◆ **Written request**
Copy out every item below with "Reviewer note" swapped for "Annotator note" and everything else unchanged.

++++++

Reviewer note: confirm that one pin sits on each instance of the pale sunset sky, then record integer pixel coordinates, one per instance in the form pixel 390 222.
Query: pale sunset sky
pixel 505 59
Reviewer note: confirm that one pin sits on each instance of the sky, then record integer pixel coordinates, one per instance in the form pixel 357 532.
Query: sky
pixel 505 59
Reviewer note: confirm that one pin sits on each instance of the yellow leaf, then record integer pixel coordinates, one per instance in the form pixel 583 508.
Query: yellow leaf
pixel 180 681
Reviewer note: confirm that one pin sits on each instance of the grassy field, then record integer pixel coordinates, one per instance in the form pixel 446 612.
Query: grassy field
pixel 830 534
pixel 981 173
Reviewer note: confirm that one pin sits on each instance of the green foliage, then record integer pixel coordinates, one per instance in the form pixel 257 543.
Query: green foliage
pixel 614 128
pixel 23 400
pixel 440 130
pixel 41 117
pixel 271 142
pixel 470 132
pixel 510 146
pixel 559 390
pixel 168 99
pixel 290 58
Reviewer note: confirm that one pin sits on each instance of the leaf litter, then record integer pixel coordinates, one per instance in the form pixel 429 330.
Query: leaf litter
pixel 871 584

++++++

◆ **Full output**
Annotator note: confirm that one pin sits on each instance of the pale sunset sky, then record integer pixel coordinates, one per instance in the form pixel 390 222.
Query: pale sunset sky
pixel 505 59
Annotator note: confirm that one pin sits on each instance of the sky, then record integer pixel coordinates, one per instance in the form pixel 357 532.
Query: sky
pixel 505 59
Annotator note: confirm that one pin sits on each instance of the yellow leaf, then record integer pixel coordinates, one per instance in the form pixel 583 508.
Query: yellow leaf
pixel 180 681
Annotator note: confirm that one pin sits on each instance of the grassy field, then record integer pixel coordinates, one per instance in the form pixel 446 612.
Query: grassy field
pixel 830 534
pixel 981 173
Annotator note: confirm that one pin sits on each instance of the green foliage, then record integer pixel coordinates, one per instance in the form pixel 257 543.
Query: green foliage
pixel 614 128
pixel 23 400
pixel 440 130
pixel 41 117
pixel 271 142
pixel 470 132
pixel 510 146
pixel 559 390
pixel 168 99
pixel 290 58
Annotator note: confirm that one pin sits on each instance of the leaf litter, then record integer pixel coordinates, one per instance in the form pixel 429 330.
Query: leaf litter
pixel 871 584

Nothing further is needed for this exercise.